EXTRACTED DATA>

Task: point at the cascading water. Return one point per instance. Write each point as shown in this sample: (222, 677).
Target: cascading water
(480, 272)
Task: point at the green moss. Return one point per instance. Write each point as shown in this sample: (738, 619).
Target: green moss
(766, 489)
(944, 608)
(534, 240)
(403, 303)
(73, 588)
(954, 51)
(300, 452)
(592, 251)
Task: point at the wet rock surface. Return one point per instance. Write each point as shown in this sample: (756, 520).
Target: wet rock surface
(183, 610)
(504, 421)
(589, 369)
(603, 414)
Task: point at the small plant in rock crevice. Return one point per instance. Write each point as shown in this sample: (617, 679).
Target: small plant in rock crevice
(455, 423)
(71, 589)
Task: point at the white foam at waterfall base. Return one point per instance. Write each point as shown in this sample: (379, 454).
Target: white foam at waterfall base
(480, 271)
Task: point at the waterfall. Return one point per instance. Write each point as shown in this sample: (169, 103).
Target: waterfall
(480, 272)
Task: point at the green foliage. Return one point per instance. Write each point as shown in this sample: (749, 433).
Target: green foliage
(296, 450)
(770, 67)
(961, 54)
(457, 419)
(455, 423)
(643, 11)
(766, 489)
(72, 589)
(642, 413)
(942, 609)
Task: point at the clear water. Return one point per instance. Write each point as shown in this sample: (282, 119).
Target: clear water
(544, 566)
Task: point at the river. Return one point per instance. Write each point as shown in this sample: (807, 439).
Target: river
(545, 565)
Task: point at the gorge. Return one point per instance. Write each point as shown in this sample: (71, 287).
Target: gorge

EXERCISE OBJECTIVE>
Copy every line of the records without any change, starting with the line that contains "Task: point at the waterfall." and continuing through the end of the records.

PROBLEM SOLUTION>
Task: point at the waterfall. Return one point per instance. Write each point as shown in this sample: (169, 103).
Target: waterfall
(480, 272)
Task: point at the green foliage. Return one point per instance. Write each point as shown in this sample: (749, 433).
Target: green foliage
(296, 450)
(770, 67)
(961, 54)
(457, 419)
(455, 423)
(643, 11)
(766, 489)
(72, 589)
(642, 413)
(942, 609)
Task: point at the clear water. Return one point per instance. Write each point as shown in this sample: (282, 119).
Target: clear water
(544, 566)
Task: point at the river. Return one point per instance. Write each point as shown in this sample: (807, 439).
Target: river
(545, 565)
Task: point at the gorge. Return one point per instance. Write each point as shown in this sample: (71, 287).
Target: gorge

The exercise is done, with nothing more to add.